#### Excerpted text:
━━━━━━━━

How do Online Marketplace Fraudsters Operate and how are they targeting Jobseekers? Fraudsters typically offer bogus goods for sale online via an online marketplace account set up with fraudulent details. Once a victim has committed to purchasing the goods from the fake account, the fraudster sends a bogus email purporting to be from an established escrow* provider. 
After convincing the victim to transfer their money to the escrow for safekeeping, the fraudsters sever all contact and either delete or abandon the fraudulent account. 
Action Fraud has received intelligence suggesting that rather than setting up fraudulent accounts, fraudsters are advertising bogus online sales roles on job vacancy websites in the hope of attracting unsuspecting jobseekers. Once a jobseeker has shown interest, the fraudsters tell them they will be selling goods on the company’s behalf; often the goods are cars or machinery but they could be anything. Jobseekers are also instructed that they must use their own personal pre-existing bank accounts and payment methods, as well as their own online marketplace accounts. 
The fraudsters usually give a vague excuse as to why a business account or login is not available. Jobseekers are then sent photos and information of the products they will be selling (which do not exist) in order to create an attractive advert to entice the primary victim; the buyer of the goods. Once the victim has transferred their money to a bogus escrow provider, no goods are ever received and all contact is severed. 
This leads to a financial loss for the buyer of the goods as nothing is ever received. Likewise, the recruited jobseeker receives none of the promised payment for their work as originally stipulated in the bogus advert. 
*Escrow – An escrow is a type of agreement where a third party becomes involved in a financial transaction; an escrow provider will hold a sum whilst the transfer of goods or services is facilitated between two other parties. Upon transfer, the escrow provider will then release the funds as appropriate. Genuine escrow providers can be useful, however fraudsters frequently impersonate them for their own financial gain. 

How To Protect Yourself 
Buyers •         When making a large purchase such as a new car or machinery, always meet the seller face to face first and ask to see the goods before transferring any money. •         False adverts often offer goods for sale well below market value to entice potential victims; always be cautious. •         Exercise caution when sellers state that they are selling on behalf of a friend, colleague or business.

━━━━━━━━

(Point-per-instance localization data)
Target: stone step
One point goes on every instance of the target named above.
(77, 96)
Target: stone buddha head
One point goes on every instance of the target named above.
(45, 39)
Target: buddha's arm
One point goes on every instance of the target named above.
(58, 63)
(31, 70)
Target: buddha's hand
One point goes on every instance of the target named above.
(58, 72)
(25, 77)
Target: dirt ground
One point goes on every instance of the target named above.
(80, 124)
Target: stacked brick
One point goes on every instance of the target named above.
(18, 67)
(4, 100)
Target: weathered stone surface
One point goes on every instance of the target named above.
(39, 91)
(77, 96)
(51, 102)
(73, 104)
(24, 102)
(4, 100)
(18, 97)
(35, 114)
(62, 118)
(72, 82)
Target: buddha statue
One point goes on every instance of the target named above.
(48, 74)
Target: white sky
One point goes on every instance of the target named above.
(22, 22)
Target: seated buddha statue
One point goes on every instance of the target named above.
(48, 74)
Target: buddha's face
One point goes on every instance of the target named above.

━━━━━━━━

#### Activities:
A: In the text on online marketplace fraud, what kinds of goods are jobseekers often told they will be selling?
B: Print the passage of the online marketplace fraud text that starts at the words "This leads to" and stops after "own financial gain.".

#### Expected results:
A: Often cars or machinery, though they could be anything.

B:
This leads to a financial loss for the buyer of the goods as nothing is ever received. Likewise, the recruited jobseeker receives none of the promised payment for their work as originally stipulated in the bogus advert. 
*Escrow – An escrow is a type of agreement where a third party becomes involved in a financial transaction; an escrow provider will hold a sum whilst the transfer of goods or services is facilitated between two other parties. Upon transfer, the escrow provider will then release the funds as appropriate. Genuine escrow providers can be useful, however fraudsters frequently impersonate them for their own financial gain.